AIM:
Starting with the line that contains "Note: indicate every instance of the green bush", write out each line through the end of the listing, unchanged. Output nothing else.

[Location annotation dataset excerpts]
start
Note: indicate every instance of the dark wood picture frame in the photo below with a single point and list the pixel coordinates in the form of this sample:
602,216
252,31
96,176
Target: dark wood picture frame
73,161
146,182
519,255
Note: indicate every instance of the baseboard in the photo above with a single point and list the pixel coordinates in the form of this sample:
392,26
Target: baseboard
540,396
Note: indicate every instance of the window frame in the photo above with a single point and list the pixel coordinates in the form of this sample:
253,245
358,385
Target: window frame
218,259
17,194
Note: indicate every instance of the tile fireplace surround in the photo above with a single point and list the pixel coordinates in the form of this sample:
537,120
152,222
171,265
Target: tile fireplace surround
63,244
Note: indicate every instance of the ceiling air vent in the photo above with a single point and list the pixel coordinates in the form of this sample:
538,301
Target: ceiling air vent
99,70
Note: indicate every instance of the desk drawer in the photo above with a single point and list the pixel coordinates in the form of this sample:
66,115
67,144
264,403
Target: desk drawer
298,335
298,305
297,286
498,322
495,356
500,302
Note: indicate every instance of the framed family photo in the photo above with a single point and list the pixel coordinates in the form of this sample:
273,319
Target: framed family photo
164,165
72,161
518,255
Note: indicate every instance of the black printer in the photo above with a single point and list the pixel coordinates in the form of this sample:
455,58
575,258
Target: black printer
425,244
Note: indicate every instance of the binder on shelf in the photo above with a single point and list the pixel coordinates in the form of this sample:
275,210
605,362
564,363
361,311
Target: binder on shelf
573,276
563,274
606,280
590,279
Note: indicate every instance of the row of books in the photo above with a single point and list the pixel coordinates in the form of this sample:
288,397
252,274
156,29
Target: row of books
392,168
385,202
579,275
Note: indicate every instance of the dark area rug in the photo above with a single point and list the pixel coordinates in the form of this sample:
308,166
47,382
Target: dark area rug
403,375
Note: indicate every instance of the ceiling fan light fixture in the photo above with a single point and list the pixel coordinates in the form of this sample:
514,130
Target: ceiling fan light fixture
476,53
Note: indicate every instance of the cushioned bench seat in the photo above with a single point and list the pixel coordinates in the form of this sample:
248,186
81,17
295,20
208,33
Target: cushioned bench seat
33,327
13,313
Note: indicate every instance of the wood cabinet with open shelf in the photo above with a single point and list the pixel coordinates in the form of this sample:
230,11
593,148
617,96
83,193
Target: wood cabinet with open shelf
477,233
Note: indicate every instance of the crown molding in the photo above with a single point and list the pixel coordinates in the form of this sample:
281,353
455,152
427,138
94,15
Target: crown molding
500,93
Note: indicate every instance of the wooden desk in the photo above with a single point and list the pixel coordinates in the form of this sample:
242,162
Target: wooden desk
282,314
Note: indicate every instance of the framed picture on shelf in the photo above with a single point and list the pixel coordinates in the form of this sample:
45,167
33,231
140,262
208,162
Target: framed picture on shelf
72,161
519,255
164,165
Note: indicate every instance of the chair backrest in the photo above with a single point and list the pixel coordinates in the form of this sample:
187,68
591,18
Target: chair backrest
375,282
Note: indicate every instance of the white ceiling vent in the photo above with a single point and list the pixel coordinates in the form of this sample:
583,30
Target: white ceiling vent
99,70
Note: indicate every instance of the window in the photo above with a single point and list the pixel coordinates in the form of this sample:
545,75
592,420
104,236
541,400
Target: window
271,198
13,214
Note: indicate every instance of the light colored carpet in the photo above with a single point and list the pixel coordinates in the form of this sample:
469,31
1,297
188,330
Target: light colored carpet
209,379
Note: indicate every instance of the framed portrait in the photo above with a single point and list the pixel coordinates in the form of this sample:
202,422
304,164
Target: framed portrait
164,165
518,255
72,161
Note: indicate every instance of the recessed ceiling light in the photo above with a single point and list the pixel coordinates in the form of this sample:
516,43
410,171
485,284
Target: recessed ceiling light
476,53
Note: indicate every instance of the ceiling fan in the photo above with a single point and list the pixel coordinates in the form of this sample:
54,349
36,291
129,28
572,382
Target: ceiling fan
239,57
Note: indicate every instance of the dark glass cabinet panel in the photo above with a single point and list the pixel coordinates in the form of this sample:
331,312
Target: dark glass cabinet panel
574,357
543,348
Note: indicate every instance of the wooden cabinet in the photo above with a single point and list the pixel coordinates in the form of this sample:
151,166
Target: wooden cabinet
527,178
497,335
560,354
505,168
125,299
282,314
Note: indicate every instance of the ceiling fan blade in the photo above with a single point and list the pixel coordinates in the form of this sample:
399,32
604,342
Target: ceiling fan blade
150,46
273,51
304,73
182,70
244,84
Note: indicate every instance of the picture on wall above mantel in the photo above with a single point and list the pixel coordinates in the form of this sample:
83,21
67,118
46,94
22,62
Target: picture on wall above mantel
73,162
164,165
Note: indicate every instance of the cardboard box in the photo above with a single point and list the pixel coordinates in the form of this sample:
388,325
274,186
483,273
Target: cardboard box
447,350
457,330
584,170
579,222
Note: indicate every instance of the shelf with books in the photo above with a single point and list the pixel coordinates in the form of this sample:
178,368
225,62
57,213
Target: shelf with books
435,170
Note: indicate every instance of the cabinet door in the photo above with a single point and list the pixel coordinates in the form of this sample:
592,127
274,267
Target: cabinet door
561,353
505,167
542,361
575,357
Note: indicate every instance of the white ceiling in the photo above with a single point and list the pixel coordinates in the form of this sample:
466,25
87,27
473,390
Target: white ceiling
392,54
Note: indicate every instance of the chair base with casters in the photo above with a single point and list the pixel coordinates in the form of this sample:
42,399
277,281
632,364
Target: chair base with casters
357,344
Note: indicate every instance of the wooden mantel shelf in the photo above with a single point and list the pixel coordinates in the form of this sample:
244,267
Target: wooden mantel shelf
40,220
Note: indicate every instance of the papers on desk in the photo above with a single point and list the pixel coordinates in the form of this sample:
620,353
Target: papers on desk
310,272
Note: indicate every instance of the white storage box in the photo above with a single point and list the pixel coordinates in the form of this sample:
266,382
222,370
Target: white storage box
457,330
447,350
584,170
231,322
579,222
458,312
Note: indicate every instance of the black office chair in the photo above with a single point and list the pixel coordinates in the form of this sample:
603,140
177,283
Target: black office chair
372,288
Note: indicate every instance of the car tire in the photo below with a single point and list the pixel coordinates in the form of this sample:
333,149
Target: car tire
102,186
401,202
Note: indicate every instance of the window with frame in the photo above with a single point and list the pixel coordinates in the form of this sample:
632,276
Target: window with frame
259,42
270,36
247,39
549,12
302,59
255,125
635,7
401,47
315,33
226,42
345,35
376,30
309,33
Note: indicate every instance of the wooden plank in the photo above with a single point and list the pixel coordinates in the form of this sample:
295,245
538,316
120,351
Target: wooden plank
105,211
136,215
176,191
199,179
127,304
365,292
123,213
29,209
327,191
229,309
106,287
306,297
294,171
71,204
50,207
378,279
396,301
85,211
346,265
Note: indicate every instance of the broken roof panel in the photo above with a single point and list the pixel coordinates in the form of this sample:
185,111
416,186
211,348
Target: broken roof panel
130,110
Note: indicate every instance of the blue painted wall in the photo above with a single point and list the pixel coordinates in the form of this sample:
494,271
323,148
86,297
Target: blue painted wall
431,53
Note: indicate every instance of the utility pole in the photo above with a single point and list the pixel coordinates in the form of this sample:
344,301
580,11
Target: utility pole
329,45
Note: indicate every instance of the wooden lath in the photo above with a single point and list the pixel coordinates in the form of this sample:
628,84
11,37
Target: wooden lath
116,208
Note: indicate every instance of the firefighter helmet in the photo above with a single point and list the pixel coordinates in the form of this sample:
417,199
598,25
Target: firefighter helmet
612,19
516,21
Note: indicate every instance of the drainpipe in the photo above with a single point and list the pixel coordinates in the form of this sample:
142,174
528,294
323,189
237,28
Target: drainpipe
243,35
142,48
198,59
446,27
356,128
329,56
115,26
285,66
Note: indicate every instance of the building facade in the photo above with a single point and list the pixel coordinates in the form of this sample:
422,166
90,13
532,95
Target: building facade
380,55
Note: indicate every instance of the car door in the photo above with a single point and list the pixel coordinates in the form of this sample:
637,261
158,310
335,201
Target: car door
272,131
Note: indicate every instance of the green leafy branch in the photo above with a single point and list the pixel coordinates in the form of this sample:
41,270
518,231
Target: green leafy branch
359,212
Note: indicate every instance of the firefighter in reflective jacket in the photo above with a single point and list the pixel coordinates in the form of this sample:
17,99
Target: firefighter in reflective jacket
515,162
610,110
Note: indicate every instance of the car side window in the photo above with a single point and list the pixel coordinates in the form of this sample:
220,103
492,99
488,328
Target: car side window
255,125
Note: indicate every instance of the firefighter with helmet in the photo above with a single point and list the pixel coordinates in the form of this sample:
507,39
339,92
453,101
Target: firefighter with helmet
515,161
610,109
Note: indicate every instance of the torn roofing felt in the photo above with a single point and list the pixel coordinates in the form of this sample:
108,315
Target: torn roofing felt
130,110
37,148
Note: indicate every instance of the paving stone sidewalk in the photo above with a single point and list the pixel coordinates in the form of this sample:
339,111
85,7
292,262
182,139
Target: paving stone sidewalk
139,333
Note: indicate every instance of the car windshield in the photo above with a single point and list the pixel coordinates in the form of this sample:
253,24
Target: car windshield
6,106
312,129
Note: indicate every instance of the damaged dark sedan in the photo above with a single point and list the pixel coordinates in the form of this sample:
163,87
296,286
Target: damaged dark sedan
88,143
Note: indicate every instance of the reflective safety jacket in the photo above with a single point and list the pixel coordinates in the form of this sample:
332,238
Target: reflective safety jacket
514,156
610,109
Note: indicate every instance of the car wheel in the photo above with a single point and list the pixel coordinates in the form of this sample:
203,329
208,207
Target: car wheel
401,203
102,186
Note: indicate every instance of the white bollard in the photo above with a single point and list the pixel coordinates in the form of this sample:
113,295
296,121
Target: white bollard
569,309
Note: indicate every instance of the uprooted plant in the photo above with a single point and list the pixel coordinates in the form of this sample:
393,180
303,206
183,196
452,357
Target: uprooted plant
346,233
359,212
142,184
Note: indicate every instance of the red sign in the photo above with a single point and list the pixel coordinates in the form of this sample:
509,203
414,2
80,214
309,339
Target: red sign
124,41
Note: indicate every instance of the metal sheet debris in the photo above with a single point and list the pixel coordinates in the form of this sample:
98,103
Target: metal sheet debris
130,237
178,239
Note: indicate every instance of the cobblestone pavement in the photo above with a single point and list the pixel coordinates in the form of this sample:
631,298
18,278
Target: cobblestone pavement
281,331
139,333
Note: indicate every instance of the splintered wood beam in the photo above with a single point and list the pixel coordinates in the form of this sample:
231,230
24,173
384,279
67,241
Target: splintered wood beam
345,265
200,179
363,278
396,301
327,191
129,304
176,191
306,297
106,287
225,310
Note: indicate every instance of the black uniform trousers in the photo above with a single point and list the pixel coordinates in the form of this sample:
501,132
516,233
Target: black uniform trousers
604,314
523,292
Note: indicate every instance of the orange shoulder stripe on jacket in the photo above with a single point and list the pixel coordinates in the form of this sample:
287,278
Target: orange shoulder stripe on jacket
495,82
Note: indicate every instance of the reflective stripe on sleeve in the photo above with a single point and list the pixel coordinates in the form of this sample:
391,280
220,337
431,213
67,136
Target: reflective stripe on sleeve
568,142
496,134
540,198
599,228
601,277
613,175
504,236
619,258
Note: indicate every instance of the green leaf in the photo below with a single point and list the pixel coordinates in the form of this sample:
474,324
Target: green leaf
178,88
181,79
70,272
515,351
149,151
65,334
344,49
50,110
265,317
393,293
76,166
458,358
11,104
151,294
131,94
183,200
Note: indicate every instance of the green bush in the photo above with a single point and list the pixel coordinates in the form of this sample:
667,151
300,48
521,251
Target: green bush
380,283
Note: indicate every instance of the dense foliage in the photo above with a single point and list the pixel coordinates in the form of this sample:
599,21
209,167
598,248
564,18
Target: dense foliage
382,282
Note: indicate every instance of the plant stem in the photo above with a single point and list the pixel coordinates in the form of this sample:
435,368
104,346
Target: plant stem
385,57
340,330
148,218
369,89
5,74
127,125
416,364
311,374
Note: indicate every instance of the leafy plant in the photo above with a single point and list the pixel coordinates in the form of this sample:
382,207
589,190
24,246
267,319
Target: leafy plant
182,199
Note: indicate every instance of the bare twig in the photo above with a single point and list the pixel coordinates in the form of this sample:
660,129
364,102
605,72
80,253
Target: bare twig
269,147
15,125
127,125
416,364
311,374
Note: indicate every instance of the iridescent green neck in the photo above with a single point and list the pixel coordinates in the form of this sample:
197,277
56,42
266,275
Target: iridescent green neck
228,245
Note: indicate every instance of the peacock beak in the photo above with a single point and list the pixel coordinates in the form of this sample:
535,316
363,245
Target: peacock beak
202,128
end
THE ANSWER:
Note: indicate every instance of the green bush in the photo above with a single point and list the pixel coordinates in the form of this sample:
667,151
300,48
521,251
Target: green bush
380,283
Note: indicate every instance of the dense foliage in the photo above with a single point and list the pixel coordinates in the form of this sample:
599,21
209,167
598,248
564,18
Target: dense foliage
382,282
Note: indicate every instance of the plant stem in the photo above with a single point and list the pixel coordinates in the form of this sample:
435,368
104,346
Target: plant stem
385,57
340,330
148,218
369,89
5,74
127,125
416,364
311,374
Note: indicate every instance of the leafy plant in the photo above with a single point and list the pixel coordinates in the form of this sample:
382,207
589,190
24,246
267,319
Target: leafy plant
182,199
Note: indicate every instance of the bare twig in the photo above with a single point and list the pixel coordinates in the form of this sample:
660,129
364,102
605,72
80,253
Target: bare twig
269,147
15,125
127,125
416,364
311,374
Note: indicate every instance of the iridescent green neck in the photo above with a single point and list the pixel coordinates in the form of this sample:
197,277
56,42
266,275
Target: iridescent green neck
228,245
Note: indicate every instance of the peacock beak in the photo above with a single point and list the pixel coordinates in the form of this sample:
535,316
363,245
Target: peacock beak
202,128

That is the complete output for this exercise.